THE LIBERTARIAN ENTERPRISE
Number 20, December 15, 1996.

Patching The Patches

By L. Neil Smith
lneil@lneilsmith.org

Exclusive to The Libertarian Enterprise

         By now you've heard of children and petite women being injured or killed by the airbags safety "experts" fought for 30 years to impose on the American public. Leave it to Gordon Liddy to describe what happens, saying the rapidly deploying bags, designed to hit large males in the chest, propel their smaller victims' heads like soccer balls straight back into the trunk at 200 miles per hour.
         Nobody suggests repealing laws compelling automobile manufacturers to use airbags. Just don't put your children in the front seat. Install switches to defeat airbags when little people sit in their lethal vicinity. Build "smart" airbags (as a substitute for smart politicians). And the all-around socialist favorite: command manufacturers to slap big red warning labels on visors and dashboards.
         Remember the flap, 20 years ago, over sleepwear? Kids were "deliberately exposed to carcinogenic chemicals" by heartless pajama capitalists. Socialist politicians, spraying saliva gobbets in their gibbering hysteria, organized a lynching until it was pointed out that manufacturers had been forced earlier, by the same politicians, to soak sleepwear with the gunk in question in order to retard flames. Whereupon, mysteriously, the whole affair dissolved without a whimper.

(Entries from a labeling collection)
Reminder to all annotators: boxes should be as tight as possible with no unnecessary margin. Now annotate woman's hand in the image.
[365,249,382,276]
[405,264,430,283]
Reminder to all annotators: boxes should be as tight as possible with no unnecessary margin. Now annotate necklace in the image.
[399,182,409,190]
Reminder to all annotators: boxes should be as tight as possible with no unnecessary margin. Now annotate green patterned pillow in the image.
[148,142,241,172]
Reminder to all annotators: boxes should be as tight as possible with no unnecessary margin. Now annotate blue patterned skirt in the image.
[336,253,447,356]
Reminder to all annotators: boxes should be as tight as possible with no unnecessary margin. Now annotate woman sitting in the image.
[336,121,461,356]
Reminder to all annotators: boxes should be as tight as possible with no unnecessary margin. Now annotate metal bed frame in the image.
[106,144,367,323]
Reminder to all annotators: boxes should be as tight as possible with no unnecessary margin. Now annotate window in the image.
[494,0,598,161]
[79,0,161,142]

Given problem 1: Return every line of the labeling-collection entries without any change.
Given problem 2: Supply the next part of the airbag essay, starting after its last sentence.
The entries have no connection to the airbag essay.

Written reply 1:
Reminder to all annotators: boxes should be as tight as possible with no unnecessary margin. Now annotate woman's hand in the image.
[365,249,382,276]
[405,264,430,283]
Reminder to all annotators: boxes should be as tight as possible with no unnecessary margin. Now annotate necklace in the image.
[399,182,409,190]
Reminder to all annotators: boxes should be as tight as possible with no unnecessary margin. Now annotate green patterned pillow in the image.
[148,142,241,172]
Reminder to all annotators: boxes should be as tight as possible with no unnecessary margin. Now annotate blue patterned skirt in the image.
[336,253,447,356]
Reminder to all annotators: boxes should be as tight as possible with no unnecessary margin. Now annotate woman sitting in the image.
[336,121,461,356]
Reminder to all annotators: boxes should be as tight as possible with no unnecessary margin. Now annotate metal bed frame in the image.
[106,144,367,323]
Reminder to all annotators: boxes should be as tight as possible with no unnecessary margin. Now annotate window in the image.
[494,0,598,161]
[79,0,161,142]

Written reply 2:
         Which brings to mind Love Canal: homes, malls, churches, schoolyards, and what would later be known as soccer moms, built on an industrial dump capable of mutating every yard-ape within klicks into Ninja Turtles. Angry peasants grabbed pitchforks and torches to converge en masse on company headquarters (the situation being only slightly complicated by the fact that said company had gone out of business decades earlier) demanding justice or something like it.
         We don't hear about Love Canal any more; the only role private enterprise played was a vain attempt to stop construction of the subdivision in the first place. Thanks to Reason magazine, we learned it was the Army who destroyed the land, later sold to a chemical company and subsequently stolen (the term is "Imminent Domain") by a school board which sold it to a developer. Company officials begged the board -- in writing -- never to let anyone build homes or schools on the land. Their warnings were filed away until Reason dug them out.
         When I got interested in guns, media and left-wing politicians had just created a straw-man they labelled "Saturday Night Specials": cheap, imported revolvers in small calibers. Impecunious blacks were equipping themselves in unprecedented numbers at a time when minority sections of America's largest cities were aflame. Not being original enough to generate a catch-phrase of their own, anti-gunners had revived a rude expression circulating a generation earlier, one that originally included a second N-word between "Night" and "Specials".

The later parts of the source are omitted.